====== TEKSTFRAGMENT
4- DE systeemwereld bestaat niet, spoor de tegenstrijdige spelregels op 
Die verkokering staat natuurlijk voor iets breders: het stikt bij gemeenten van tegenstrijdige instrumenten en procedures.  Veel gemeenten werken tegelijk aan flexibel omgaan met regels als aan het strakker handhaven, hebben gestandaardiseerde regels voor aanbesteding maar ook het ‘right to challenge’ waarbij bewoners de gemeente daarop mogen uitdagen, hebben ambtenaren die je helpen om een pand te vinden en ambtenaren die gewoon commerciële vastgoedboeren zijn.
Van die tegenstrijdigheden kun je veel last krijgen, bijvoorbeeld als je denkt dat de gemeente je helpt maar verderop in het proces duikt er toch een veto op. Daar haak je al snel op af. Maar je kunt die tegenstrijdigheden ook benutten. Dus als je een lagere grondprijs wilt even op zoek naar gevallen waar gehaaide ontwikkelaars dat ook bedongen hebben. En als de gemeente een ‘right to challenge’ kent even kijken of je die kunt gebruiken om het beheer van publieke ruimte naar je toe te halen.  
Daarnaast moet je goed beseffen dat de toepassing van regels en wetten een kwestie is van interpretatie. In veel gevallen waar initiatiefnemers te horen krijgen dat iets niet kan of op een bepaalde manier moet is het niet de regel zelf die dit ze bepaalt maar komt dat voort uit de interpretatie ervan door de betreffende ambtenaar. Laat je dus nooit afschepen met de dooddoener dat iets nu eenmaal niet kan of juist moet volgens afgesproken regels maar vraag door: ‘waarom niet’, ‘zijn er ook uitzonderingen gemaakt’, ‘onder welke condities kan het wel’ , ‘wil je met mij de rek in de regels gaan zoeken’?
Een ambtenaar of professional die je goed gezind is zal hier zeker aan meewerken. En heb je last van halsstarrige ambtenaren die bovenop de regels zitten kijk dan of je via ambtenaren die dichter bij je zitten (denk aan de participatiemedewerkers, buurtcoaches en wijkregisseurs), gemeenteraadsleden, de wethouder en/of publiciteit er wel wat in beweging kan krijgen. Zonder zichtbaarheid en lobby redt je het meestal niet.

5- Verlies je niet in de complexiteit van grond, vastgoed en planprocedures
Als er voor een burgerinitiatief iets intimiderends is aan gebiedsontwikkeling, dan is het de wondere wereld van tenderprocedures, gebiedsexploitaties, de grondprijzenbrief, vastgoedportefeuilles, residuele waardebepaling, ontwikkelrechten, anterieure overeenkomsten, de omgevingswet, regionale agenda’s etcetera. Je voelt je dan al snel klein worden. En een stem in je hoofd zegt dat je eerst maar eens een paar jaar hierop moet gaan studeren voor je weer je vinger opsteekt. Zorg er in ieder geval voor dat je recht om hier slimmer op te worden wordt erkend. Regel een budget voor deskundigheidsbevordering in de vorm van cursussen of een eigen adviseur.
============
====== GEGEVENS
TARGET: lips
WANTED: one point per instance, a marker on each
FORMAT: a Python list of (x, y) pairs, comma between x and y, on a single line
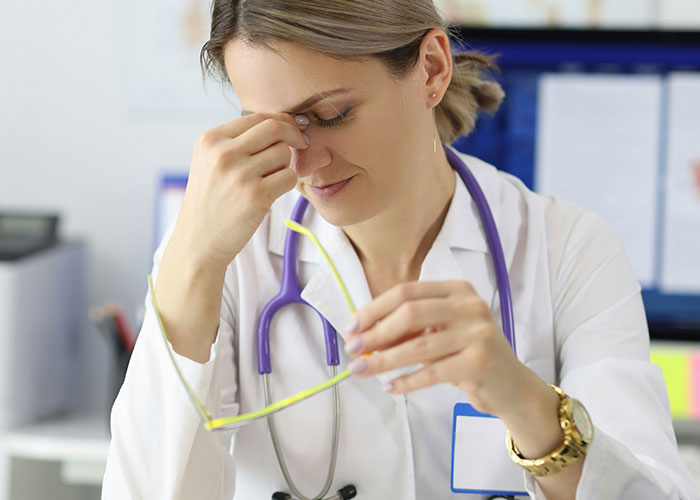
============
■ OPDRACHTEN ■
1) Citeer uit het tekstfragment over burgerinitiatieven en gemeenteregels het stuk dat begint bij de woorden "Een ambtenaar of" en eindigt na "het meestal niet.".
2) Welke ambtenaren die dichter bij je zitten, noemt het tekstfragment over burgerinitiatieven en gemeenteregels als voorbeeld?
3) Zet het tekstfragment over burgerinitiatieven en gemeenteregels alsjeblieft voort na de laatste zin ervan.
De gegevens zijn voor de opdrachten niet nodig.

■ ANTWOORDEN ■
1)
Een ambtenaar of professional die je goed gezind is zal hier zeker aan meewerken. En heb je last van halsstarrige ambtenaren die bovenop de regels zitten kijk dan of je via ambtenaren die dichter bij je zitten (denk aan de participatiemedewerkers, buurtcoaches en wijkregisseurs), gemeenteraadsleden, de wethouder en/of publiciteit er wel wat in beweging kan krijgen. Zonder zichtbaarheid en lobby redt je het meestal niet.

2) Participatiemedewerkers, buurtcoaches en wijkregisseurs.

3)
Een troost kan zijn dat veel mensen met wie je te maken krijgt daar ook niet alles van afweten. Menig ambtenaar en bestuurder wordt verrast door onvoorziene blokkades die opduiken in het woud van afspraken, spelregels en juridische spitsvondigheden waardoor dingen toch anders lopen dan ze wilden. En andersom worden regels vaak genoeg keurig geplooid rond wensdenken: een ambtenaar of wethouder raakt verslingerd aan een idee en daar worden uiteindelijk alle visies, procedures en regels op aangepast of waar nodig genegeerd. Dus ook hier geldt: blijf ‘domme’ vragen stellen en laat je niet afbluffen door mensen die je vertellen ‘hoe het nu eenmaal werkt’.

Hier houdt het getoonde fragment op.